#### [Apply what you read]
(a) Please set down, word for word, the part of the Zanzibar travel piece that opens with the words containing "Zanzibar – even" and closes with "from the mainland.".
(b) Summarize the Zanzibar travel piece in two sentences.
(c) In the Zanzibar travel piece, what did the British build on the site of the old slave market?

#### [Selected excerpt]
+===+
Zanzibar – even the name sounds impossibly exotic – conjuring images of spices and palm trees. Flying on a domestic flight we still had to pass through immigration, a nod to the fact that Zanzibar has always been apart from the mainland.
Setup as a trading post and ruled by the Omani sultanate until the British took it over as a protectorate – after what is dubbed the quickest war, 38 minutes of naval bombardment.
Zanzibar remained separate to German East African Tanganikya until both eventually gained independence from Britain and after a few years separate joined with Zanzibar accounting for the ‘zan’ in Tanzania.
One thing the British did bring was a missionary abolitionist fervour and they closed down the slave market which was the hub of the East African slave trade to Arabia and Persia. For good measure they built an Anglican church on the site of the old market
The altar was laid where the whipping post was with red marble around a white circle – a very forceful statement of intent about abolition.
We visited the underground holding cells where slaves were held prior to being sold. It was completely airless and oppressive with even three persons let alone the 40 or so slaves who would be kept there.
+===+
#### [Supplied data]
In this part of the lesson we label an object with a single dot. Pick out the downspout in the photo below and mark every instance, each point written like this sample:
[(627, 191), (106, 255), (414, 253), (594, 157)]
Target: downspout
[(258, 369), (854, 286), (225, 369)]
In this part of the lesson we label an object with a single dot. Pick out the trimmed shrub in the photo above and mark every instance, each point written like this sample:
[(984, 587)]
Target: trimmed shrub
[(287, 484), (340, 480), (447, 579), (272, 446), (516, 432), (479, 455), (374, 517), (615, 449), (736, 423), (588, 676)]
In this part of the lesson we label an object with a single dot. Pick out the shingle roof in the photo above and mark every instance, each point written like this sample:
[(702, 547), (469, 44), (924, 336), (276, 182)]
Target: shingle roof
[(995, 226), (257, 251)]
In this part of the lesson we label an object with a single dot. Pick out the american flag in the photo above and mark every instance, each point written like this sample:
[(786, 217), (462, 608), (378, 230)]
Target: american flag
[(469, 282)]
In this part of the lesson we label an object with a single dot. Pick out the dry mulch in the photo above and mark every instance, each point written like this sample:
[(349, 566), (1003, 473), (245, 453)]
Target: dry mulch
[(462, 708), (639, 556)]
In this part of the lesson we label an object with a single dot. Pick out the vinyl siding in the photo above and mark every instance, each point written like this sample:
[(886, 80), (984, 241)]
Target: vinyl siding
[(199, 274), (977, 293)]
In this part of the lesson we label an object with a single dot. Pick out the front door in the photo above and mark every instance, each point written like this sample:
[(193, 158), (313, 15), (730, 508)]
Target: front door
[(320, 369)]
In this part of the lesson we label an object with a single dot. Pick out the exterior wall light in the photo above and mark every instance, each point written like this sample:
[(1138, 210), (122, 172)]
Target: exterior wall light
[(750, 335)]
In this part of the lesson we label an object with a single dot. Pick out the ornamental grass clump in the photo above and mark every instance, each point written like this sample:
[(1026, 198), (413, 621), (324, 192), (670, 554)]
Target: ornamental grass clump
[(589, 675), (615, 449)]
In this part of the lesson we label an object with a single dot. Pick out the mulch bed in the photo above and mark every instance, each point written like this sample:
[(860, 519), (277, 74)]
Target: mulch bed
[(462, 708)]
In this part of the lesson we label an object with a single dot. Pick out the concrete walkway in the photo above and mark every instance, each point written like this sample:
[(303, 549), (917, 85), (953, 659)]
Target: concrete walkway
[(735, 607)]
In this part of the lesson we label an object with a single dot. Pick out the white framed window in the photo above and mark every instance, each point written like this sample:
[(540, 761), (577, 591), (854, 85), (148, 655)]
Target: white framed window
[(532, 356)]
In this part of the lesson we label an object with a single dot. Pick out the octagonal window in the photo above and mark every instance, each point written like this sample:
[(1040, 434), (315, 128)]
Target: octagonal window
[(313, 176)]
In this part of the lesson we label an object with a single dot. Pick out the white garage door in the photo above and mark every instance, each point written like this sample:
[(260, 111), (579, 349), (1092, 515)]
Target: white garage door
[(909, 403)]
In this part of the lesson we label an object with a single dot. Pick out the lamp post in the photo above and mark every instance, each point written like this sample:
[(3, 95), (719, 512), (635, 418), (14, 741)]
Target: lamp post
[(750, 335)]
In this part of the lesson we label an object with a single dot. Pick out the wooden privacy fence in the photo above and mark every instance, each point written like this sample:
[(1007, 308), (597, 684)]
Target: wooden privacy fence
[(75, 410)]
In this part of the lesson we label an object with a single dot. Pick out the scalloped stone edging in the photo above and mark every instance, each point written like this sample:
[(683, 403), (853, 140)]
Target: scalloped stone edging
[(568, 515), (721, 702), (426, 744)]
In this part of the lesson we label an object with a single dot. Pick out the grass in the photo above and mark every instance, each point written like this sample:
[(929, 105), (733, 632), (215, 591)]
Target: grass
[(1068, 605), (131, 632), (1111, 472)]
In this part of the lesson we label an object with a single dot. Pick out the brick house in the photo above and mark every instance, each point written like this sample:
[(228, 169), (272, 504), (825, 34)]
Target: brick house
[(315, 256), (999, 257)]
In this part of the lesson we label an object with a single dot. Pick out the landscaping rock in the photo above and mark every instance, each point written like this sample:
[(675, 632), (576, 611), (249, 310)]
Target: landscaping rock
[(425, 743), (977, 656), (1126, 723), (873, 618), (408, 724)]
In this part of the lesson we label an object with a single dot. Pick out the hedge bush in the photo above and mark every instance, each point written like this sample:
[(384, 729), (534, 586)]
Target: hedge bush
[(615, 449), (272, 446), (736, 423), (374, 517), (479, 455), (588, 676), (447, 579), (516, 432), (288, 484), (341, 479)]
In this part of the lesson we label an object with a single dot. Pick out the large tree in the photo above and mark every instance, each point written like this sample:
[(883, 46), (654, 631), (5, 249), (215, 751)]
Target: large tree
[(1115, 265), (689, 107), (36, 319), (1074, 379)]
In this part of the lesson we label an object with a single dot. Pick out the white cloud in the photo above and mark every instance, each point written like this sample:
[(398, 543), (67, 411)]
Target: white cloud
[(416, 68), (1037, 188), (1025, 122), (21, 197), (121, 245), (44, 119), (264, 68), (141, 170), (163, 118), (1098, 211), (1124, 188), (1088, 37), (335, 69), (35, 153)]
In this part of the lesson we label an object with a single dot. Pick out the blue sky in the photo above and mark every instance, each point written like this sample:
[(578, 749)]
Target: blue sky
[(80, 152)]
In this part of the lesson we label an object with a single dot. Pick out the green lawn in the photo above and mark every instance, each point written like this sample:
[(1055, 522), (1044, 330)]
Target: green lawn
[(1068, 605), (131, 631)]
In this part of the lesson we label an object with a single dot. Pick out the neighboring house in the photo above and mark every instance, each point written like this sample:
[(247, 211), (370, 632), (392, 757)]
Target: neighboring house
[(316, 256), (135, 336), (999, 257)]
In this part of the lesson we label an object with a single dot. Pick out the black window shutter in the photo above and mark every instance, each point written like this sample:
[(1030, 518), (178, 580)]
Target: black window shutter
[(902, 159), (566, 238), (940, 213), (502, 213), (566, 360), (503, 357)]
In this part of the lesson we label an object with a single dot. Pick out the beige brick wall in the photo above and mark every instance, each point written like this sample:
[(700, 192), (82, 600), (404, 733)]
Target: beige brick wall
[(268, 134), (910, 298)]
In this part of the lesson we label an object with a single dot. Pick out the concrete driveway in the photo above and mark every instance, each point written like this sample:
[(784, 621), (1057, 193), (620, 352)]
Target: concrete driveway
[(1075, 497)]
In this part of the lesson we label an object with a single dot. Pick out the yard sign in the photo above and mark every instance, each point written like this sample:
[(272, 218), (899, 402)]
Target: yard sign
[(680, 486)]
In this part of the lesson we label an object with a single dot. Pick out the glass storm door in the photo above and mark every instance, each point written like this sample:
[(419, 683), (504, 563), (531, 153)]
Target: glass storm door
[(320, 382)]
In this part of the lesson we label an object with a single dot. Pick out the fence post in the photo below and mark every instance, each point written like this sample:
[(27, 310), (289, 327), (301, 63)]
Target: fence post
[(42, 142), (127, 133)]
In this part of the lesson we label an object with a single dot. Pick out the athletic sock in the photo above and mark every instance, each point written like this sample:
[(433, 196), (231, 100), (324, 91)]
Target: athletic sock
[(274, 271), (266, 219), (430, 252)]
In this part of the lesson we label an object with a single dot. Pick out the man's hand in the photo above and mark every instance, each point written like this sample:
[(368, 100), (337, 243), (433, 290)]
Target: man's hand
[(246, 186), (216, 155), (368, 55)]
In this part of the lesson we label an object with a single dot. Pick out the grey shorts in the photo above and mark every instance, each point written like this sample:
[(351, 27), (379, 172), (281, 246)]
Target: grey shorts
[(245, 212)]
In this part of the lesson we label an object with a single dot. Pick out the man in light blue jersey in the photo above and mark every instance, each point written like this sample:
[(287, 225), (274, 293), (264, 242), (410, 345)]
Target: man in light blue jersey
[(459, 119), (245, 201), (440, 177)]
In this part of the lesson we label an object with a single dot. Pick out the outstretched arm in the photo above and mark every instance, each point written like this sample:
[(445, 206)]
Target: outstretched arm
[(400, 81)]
+===+
#### [Responses per task]
(a)
Zanzibar – even the name sounds impossibly exotic – conjuring images of spices and palm trees. Flying on a domestic flight we still had to pass through immigration, a nod to the fact that Zanzibar has always been apart from the mainland.

(b) Zanzibar was set up as a trading post and ruled by the Omani sultanate until Britain made it a protectorate after a 38-minute naval bombardment, and it later joined with Tanganyika to form Tanzania. The British closed its slave market and built an Anglican church on the site with the altar where the whipping post stood, and the writer visited the airless underground cells where slaves were held before being sold.

(c) An Anglican church.